== Records shown ==

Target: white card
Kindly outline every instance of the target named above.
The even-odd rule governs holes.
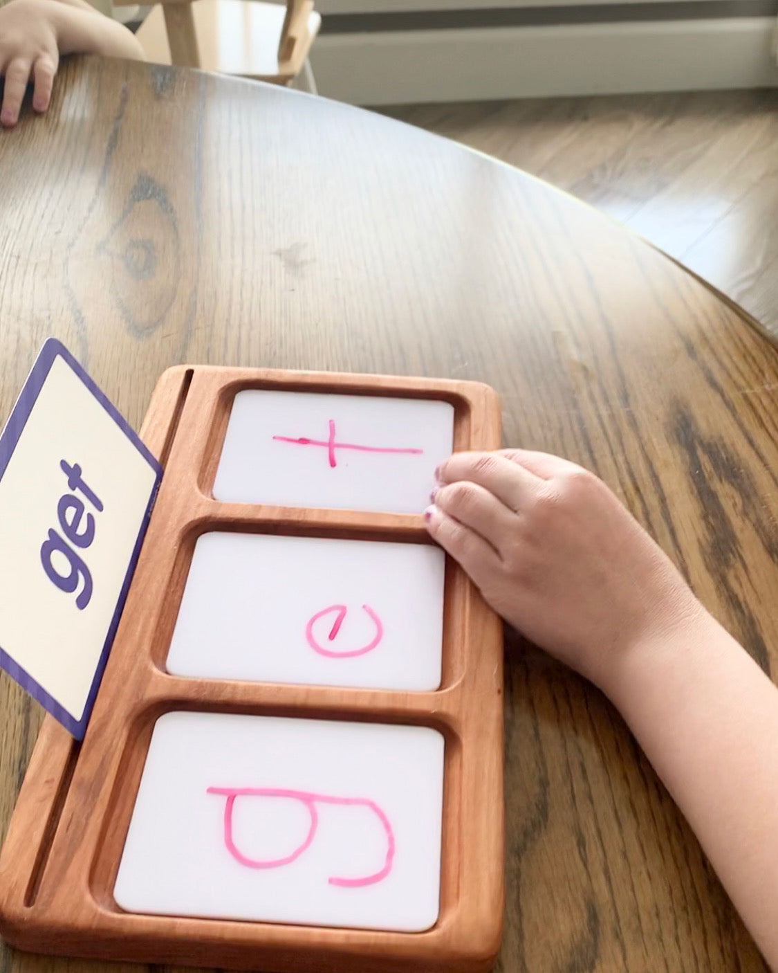
[[[127,912],[421,931],[439,912],[443,739],[167,713],[114,889]]]
[[[433,690],[444,555],[426,544],[207,533],[167,656],[175,675]]]
[[[0,436],[0,667],[78,739],[161,468],[50,339]]]
[[[420,513],[451,453],[447,402],[250,389],[232,404],[217,500]]]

===

Requirement: Swap "white card" for "blank card" throughout the entries and change nothing else. Leave the pictures out of your answer.

Response below:
Target: blank card
Kindly outline every instance of the target named above.
The even-odd rule governs holes.
[[[127,912],[421,931],[439,912],[443,739],[167,713],[114,889]]]
[[[433,690],[444,555],[426,544],[207,533],[167,656],[175,675]]]
[[[0,436],[0,667],[78,739],[161,468],[50,339]]]
[[[420,513],[451,453],[447,402],[250,389],[232,404],[217,500]]]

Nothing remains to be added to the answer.